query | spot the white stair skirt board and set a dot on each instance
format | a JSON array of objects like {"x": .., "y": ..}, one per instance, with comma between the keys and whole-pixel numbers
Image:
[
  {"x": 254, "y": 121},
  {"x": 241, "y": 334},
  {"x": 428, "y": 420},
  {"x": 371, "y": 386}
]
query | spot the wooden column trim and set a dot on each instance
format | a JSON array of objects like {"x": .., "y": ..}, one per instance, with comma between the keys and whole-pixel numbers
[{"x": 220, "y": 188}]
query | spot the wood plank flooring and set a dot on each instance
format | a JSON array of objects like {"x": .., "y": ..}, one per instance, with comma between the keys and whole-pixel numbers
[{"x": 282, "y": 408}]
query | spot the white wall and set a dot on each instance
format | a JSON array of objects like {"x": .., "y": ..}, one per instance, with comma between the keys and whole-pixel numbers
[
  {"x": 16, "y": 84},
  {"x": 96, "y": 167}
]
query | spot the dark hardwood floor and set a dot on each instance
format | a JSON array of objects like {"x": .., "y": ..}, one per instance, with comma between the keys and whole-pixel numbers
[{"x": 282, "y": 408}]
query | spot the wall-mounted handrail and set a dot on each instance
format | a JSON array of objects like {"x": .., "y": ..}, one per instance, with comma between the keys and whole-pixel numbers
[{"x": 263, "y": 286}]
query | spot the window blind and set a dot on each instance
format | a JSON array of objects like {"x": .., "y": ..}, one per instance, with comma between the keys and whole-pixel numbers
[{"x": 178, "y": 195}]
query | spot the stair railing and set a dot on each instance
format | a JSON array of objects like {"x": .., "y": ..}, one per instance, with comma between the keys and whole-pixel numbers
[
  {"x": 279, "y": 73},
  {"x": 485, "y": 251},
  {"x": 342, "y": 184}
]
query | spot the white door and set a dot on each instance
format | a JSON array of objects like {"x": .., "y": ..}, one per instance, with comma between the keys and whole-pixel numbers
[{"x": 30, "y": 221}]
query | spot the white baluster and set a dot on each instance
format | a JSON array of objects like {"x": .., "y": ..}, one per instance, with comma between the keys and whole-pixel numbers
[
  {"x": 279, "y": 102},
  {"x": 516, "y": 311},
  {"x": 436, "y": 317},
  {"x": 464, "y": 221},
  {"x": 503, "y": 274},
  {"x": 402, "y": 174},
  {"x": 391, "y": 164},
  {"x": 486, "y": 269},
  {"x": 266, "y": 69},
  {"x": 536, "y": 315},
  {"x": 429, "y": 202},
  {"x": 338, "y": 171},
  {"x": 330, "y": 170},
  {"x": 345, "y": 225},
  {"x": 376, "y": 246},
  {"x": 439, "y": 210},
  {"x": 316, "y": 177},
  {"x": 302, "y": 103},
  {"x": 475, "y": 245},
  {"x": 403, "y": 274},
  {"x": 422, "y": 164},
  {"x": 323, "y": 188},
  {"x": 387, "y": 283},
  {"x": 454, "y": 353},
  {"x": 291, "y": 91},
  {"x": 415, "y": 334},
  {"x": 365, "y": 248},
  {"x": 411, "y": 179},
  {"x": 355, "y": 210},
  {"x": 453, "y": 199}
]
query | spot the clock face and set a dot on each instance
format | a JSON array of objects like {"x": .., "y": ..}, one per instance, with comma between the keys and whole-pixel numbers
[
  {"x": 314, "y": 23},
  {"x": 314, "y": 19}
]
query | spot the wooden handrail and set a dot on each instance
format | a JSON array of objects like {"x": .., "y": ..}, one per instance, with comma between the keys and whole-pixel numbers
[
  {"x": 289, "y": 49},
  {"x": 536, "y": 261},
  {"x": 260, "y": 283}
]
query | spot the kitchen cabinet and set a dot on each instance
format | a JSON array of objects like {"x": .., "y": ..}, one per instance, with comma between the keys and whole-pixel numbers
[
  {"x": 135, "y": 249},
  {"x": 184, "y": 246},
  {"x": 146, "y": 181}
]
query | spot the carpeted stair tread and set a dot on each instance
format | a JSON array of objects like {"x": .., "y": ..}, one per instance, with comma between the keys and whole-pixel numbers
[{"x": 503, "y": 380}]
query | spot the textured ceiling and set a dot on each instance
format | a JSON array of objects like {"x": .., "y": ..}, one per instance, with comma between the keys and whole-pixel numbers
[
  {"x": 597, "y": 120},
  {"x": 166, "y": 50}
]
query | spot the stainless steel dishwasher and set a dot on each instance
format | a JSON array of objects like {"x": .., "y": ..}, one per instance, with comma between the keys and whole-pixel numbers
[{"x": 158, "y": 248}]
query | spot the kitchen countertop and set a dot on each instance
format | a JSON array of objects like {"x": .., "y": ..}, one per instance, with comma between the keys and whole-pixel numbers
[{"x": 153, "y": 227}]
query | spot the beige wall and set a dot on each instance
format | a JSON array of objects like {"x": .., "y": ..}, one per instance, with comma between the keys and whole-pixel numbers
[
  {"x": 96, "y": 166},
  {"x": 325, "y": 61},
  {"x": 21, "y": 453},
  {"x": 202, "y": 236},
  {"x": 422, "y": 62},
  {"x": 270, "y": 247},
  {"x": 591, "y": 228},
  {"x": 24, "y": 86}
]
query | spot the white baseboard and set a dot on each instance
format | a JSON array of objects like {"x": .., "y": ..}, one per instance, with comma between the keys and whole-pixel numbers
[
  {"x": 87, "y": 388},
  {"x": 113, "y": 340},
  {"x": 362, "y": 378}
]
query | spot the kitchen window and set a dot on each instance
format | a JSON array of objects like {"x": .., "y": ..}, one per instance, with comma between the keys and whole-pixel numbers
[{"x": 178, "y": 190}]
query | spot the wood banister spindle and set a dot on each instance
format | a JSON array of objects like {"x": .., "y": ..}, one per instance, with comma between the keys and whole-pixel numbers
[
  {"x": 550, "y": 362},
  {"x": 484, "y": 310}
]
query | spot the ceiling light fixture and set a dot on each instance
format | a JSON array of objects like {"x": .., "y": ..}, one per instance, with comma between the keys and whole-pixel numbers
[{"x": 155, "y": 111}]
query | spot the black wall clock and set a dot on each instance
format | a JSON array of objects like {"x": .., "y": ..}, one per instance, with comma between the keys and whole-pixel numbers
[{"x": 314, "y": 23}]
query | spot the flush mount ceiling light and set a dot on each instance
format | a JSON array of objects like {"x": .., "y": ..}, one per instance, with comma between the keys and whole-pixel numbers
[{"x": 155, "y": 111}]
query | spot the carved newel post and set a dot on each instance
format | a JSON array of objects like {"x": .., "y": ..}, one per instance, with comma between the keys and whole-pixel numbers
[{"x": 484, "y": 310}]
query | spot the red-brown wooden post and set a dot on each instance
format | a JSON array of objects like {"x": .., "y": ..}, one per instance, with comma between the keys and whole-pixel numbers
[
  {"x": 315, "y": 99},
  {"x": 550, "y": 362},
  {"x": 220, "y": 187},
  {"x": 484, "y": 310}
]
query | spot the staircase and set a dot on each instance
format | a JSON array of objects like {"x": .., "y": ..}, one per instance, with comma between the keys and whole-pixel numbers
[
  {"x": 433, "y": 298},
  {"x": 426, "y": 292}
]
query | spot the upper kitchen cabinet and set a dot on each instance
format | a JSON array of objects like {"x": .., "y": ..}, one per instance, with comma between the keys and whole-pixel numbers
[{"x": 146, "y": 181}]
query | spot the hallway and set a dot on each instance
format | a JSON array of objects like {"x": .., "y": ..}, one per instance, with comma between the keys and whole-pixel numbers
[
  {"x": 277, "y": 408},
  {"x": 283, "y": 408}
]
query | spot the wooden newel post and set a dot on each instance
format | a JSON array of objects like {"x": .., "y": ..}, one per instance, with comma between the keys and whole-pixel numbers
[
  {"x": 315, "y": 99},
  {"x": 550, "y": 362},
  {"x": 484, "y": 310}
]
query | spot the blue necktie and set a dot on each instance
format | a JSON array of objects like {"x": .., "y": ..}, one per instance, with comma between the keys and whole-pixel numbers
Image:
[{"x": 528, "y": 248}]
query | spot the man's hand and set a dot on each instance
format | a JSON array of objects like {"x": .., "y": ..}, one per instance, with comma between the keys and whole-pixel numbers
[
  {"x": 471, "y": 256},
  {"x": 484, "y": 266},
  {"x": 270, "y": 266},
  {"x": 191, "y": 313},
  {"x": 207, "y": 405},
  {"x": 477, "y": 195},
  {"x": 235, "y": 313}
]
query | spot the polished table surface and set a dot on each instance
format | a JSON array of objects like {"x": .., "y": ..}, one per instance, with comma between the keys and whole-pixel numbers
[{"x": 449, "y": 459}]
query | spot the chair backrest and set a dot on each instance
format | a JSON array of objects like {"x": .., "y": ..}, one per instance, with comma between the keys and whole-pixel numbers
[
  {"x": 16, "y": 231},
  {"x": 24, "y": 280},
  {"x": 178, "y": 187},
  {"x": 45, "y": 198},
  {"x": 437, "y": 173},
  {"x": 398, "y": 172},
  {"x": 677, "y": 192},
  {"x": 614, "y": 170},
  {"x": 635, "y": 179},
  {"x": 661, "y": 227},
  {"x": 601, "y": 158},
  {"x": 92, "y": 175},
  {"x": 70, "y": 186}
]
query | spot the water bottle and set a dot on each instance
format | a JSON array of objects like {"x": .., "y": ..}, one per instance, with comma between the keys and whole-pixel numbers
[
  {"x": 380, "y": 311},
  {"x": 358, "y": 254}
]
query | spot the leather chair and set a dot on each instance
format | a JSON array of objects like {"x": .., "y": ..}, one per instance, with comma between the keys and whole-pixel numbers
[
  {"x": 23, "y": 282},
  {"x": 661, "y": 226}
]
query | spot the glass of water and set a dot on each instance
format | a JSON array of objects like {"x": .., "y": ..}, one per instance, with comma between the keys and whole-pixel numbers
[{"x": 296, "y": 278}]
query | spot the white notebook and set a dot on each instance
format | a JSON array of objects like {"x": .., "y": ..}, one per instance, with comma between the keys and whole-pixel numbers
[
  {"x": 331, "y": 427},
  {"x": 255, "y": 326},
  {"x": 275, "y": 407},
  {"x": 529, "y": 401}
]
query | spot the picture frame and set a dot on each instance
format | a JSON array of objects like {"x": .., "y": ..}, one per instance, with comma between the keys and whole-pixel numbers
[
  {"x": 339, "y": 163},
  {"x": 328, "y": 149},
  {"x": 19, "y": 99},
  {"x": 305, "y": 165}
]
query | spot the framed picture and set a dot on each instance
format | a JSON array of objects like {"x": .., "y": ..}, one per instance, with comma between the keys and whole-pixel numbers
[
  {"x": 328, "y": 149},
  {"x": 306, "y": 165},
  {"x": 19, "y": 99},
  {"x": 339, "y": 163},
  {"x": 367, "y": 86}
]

________

• Directions for this task: After locating the line with "query | spot the wall-mounted" in the material above, return it and each line after it exactly, ending at the line with "query | spot the white door".

• Result:
query | spot the wall-mounted handrail and set a dot on each instance
format | a JSON array of objects like {"x": .., "y": ..}, one per instance, with comma between the keys and whole-pixel numbers
[{"x": 263, "y": 286}]
query | spot the window blind and set a dot on each instance
format | a JSON array of objects like {"x": .., "y": ..}, one per instance, with comma between the keys and whole-pixel numbers
[{"x": 178, "y": 195}]
query | spot the stair railing and set a dot on each instance
format | a JSON array of objects like {"x": .., "y": ..}, one per instance, with comma between the keys and whole-pixel numbers
[
  {"x": 279, "y": 73},
  {"x": 485, "y": 251},
  {"x": 342, "y": 184}
]
query | spot the white door and set a dot on each instance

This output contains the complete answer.